*** DATA SUPPLIED ***
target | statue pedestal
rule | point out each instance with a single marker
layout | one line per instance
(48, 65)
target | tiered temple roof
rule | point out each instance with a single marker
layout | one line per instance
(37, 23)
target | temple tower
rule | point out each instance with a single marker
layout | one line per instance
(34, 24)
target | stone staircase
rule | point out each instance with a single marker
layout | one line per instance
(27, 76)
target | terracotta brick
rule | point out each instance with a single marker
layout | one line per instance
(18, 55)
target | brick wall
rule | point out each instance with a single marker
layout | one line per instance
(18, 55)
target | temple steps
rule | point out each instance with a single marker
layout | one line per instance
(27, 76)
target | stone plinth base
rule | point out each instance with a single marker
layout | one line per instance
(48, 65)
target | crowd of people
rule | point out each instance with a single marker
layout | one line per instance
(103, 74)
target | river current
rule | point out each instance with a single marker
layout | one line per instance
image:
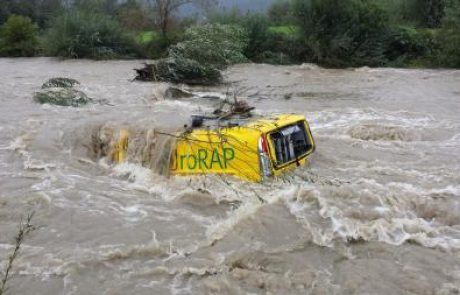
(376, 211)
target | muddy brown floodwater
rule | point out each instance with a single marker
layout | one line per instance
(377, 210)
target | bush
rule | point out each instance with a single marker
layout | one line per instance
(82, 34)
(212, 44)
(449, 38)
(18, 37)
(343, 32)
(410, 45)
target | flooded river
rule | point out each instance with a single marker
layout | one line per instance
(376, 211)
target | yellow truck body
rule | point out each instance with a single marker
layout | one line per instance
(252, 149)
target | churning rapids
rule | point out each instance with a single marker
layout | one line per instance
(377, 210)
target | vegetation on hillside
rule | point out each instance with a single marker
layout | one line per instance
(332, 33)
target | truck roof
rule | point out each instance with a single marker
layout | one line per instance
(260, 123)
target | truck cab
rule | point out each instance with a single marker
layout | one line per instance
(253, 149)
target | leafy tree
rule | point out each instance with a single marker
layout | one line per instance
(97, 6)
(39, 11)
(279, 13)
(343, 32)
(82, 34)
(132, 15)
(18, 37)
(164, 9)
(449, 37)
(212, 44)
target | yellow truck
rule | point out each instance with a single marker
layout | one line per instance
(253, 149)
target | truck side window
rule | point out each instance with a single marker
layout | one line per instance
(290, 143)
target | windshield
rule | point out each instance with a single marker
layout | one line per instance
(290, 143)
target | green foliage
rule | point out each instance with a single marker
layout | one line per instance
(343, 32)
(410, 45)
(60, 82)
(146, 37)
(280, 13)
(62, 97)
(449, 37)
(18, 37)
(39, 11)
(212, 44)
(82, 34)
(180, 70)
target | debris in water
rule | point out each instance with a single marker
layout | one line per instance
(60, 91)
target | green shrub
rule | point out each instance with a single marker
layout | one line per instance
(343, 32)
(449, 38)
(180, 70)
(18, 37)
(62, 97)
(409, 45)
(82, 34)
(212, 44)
*** End of DATA SUPPLIED ***
*** DATA SUPPLIED ***
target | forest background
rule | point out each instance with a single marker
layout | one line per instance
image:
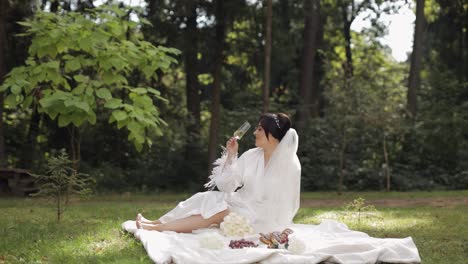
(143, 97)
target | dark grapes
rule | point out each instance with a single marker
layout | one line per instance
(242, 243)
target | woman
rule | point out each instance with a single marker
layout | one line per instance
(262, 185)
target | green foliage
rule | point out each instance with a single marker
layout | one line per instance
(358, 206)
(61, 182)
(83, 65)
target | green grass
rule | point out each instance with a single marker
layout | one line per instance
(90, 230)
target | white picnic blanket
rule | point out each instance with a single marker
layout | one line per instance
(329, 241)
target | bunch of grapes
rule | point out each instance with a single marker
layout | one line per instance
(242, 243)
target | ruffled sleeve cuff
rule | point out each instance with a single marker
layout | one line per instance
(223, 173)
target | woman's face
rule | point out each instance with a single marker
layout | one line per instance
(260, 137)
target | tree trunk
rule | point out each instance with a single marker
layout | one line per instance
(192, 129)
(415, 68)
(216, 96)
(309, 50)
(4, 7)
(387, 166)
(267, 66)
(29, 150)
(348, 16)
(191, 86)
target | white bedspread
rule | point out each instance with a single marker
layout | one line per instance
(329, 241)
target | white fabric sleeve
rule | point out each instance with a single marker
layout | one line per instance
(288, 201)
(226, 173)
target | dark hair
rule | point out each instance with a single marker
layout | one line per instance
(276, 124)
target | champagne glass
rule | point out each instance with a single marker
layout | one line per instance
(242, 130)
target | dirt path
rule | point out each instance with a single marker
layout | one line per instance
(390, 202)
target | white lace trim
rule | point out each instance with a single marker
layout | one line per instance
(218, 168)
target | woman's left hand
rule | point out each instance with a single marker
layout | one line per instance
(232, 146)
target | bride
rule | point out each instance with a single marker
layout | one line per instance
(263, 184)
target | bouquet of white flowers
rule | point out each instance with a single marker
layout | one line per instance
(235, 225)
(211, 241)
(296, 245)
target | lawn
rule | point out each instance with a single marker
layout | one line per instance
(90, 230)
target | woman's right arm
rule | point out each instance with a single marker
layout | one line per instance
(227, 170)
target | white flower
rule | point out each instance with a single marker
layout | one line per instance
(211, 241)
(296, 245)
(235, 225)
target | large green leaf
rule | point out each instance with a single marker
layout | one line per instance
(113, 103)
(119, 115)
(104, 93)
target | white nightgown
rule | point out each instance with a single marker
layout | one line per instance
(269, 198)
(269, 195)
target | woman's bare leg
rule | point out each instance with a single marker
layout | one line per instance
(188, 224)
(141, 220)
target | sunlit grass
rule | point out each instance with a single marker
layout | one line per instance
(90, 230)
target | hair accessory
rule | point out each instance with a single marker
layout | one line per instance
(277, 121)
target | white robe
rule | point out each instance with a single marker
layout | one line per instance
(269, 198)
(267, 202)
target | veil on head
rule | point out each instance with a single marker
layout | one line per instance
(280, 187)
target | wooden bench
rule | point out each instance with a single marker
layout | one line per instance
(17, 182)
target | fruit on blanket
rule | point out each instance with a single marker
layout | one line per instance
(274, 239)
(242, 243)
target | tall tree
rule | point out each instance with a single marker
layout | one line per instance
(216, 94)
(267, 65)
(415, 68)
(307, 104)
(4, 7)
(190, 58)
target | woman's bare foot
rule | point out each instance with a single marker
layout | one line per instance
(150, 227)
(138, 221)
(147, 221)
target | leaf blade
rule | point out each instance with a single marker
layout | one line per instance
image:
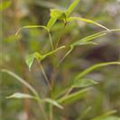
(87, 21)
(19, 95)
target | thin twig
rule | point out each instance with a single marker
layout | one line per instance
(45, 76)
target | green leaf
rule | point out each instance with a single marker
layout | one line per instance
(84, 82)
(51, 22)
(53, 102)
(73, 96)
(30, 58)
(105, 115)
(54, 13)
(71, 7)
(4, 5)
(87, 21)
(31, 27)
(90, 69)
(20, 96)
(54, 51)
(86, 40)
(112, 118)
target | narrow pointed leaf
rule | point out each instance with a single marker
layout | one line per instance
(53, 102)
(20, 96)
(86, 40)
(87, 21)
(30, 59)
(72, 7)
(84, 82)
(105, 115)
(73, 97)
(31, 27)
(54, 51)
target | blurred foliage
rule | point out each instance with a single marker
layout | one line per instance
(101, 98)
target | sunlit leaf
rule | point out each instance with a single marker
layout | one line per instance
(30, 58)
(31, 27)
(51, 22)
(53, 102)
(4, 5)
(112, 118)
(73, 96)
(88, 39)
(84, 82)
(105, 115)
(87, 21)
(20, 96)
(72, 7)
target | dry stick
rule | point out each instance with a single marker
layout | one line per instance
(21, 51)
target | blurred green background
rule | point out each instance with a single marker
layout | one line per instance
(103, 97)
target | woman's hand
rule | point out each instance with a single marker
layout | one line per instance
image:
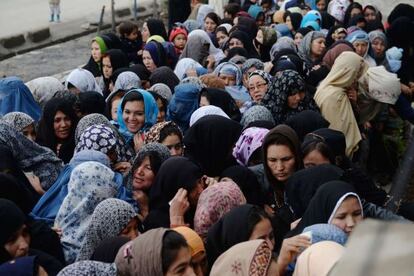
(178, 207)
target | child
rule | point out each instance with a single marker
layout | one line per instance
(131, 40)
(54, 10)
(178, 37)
*** End of DATA SUPPLIED ***
*** DATA SUPPLIED ***
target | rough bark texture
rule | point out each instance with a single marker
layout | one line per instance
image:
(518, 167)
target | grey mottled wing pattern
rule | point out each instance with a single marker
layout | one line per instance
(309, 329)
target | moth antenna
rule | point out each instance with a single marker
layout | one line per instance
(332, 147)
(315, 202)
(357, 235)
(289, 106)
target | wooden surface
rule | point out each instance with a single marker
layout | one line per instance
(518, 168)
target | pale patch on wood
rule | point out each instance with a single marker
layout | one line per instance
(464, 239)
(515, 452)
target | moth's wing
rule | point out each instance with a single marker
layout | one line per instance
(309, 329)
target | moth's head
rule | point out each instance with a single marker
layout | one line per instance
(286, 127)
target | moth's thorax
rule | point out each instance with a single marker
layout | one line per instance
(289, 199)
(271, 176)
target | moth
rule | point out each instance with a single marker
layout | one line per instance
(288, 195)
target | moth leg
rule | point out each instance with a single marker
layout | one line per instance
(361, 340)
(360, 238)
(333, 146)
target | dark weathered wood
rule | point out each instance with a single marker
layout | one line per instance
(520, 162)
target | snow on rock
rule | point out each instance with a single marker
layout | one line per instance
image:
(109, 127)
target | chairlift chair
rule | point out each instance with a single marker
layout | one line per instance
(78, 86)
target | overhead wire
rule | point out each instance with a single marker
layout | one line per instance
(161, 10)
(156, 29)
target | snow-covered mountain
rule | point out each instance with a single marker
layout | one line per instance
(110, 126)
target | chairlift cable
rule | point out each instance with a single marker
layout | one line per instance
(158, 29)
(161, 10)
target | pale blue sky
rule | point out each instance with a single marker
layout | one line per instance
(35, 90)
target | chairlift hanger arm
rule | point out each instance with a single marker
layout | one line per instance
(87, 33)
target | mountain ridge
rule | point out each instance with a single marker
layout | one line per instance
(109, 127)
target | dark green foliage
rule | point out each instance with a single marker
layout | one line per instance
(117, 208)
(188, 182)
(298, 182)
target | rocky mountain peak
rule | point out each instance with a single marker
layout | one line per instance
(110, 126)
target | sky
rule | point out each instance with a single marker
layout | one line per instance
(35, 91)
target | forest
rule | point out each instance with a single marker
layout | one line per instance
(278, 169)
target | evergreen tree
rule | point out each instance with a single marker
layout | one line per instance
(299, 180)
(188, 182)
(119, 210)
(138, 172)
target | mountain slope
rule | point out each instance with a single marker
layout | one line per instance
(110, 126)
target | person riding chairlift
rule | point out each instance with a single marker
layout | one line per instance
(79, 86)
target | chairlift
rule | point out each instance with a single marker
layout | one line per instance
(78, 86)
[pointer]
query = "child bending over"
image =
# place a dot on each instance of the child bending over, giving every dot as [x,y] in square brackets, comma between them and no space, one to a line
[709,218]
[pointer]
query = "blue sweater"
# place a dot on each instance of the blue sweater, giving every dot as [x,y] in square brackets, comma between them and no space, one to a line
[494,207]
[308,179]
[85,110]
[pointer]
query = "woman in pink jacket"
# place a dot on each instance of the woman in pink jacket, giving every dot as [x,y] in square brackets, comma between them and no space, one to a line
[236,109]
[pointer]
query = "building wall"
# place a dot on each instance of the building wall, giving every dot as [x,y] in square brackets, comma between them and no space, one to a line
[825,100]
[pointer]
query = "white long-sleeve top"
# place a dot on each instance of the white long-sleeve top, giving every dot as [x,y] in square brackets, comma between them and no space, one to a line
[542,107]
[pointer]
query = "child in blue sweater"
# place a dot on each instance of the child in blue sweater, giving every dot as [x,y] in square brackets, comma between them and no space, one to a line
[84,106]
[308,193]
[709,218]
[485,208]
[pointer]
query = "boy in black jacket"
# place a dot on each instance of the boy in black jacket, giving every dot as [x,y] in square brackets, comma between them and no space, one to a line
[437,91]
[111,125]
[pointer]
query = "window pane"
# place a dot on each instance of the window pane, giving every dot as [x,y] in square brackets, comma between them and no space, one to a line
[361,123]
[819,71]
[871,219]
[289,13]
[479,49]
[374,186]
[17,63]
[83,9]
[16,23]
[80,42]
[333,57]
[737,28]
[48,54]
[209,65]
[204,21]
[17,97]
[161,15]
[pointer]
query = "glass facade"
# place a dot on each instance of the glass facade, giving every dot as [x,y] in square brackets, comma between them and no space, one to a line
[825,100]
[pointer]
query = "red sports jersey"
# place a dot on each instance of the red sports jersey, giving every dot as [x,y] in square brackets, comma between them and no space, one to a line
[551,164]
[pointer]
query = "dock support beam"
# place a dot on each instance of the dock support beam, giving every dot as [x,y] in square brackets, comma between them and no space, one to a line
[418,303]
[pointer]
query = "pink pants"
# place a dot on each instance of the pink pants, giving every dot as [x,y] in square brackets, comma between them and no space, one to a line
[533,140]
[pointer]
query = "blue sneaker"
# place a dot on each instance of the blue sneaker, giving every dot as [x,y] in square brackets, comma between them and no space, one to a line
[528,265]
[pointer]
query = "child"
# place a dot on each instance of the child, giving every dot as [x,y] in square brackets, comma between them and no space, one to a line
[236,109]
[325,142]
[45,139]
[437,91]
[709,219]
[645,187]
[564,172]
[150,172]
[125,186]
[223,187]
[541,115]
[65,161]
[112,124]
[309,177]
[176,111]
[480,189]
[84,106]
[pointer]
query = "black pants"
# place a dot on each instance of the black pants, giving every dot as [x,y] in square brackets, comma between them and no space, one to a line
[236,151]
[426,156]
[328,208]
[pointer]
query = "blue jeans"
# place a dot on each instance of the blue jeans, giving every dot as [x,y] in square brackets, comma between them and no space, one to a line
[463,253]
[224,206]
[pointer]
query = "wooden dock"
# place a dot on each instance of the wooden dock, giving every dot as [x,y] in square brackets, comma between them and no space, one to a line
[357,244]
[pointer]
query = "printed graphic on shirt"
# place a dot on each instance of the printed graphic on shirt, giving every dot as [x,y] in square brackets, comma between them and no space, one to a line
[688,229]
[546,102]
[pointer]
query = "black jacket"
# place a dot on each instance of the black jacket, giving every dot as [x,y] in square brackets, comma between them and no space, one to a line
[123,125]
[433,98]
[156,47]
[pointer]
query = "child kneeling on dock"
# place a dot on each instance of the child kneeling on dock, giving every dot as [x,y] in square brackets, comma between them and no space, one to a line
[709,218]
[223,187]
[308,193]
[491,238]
*** End of DATA SUPPLIED ***
If a line of the data holds the string "chairlift", list it.

target | chairlift chair
target | chairlift cable
target | chairlift hanger arm
target | person riding chairlift
target | chairlift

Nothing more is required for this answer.